- [Exercise requirements] Using the records below, repeat exactly the lines from the one holding "Point to the car window." through the one holding "Point to the woman's hand.", both ends included, and no others.
=== Section Start ===
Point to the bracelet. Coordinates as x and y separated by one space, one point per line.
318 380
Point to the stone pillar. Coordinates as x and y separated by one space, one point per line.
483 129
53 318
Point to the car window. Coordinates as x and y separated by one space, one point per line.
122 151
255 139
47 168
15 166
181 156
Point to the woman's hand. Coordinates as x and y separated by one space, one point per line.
=== Section End ===
=== Section Start ===
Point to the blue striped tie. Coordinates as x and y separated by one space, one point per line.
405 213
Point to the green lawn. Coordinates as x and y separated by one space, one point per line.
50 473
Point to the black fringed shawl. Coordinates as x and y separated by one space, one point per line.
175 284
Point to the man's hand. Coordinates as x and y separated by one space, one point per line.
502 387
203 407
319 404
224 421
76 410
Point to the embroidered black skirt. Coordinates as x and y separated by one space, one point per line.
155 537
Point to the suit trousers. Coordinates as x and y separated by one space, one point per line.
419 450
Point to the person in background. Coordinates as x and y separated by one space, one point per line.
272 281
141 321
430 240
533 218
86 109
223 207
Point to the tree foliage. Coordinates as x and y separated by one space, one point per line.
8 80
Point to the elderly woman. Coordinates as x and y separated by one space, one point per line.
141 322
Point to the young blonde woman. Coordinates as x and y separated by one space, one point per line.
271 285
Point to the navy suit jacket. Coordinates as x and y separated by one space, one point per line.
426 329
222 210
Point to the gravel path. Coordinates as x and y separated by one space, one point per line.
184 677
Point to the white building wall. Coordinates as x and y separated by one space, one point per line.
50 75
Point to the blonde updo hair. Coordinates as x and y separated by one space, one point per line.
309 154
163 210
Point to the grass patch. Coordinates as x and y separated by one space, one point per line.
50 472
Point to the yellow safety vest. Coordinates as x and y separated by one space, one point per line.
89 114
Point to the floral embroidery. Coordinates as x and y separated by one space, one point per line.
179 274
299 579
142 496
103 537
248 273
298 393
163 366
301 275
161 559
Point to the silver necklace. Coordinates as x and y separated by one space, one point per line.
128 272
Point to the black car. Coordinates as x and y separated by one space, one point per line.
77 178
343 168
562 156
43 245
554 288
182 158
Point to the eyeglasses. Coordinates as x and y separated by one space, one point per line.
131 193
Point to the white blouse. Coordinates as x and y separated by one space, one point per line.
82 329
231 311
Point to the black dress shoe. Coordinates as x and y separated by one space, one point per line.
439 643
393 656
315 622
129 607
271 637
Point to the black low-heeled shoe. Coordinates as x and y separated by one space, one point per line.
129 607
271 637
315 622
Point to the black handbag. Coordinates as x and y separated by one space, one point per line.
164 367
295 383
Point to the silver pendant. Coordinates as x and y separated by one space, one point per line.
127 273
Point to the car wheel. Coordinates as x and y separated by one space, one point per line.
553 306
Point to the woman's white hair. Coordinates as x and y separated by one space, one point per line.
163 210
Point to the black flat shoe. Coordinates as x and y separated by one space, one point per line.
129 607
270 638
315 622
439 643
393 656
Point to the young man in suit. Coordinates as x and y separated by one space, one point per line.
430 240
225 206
=== Section End ===
- [Problem solution]
Point to the car window. Coordinates as x and y separated by one space, one point per line.
122 151
255 139
47 168
15 166
181 156
Point to the woman's hand. Coordinates as x and y separated by one space, one point per line.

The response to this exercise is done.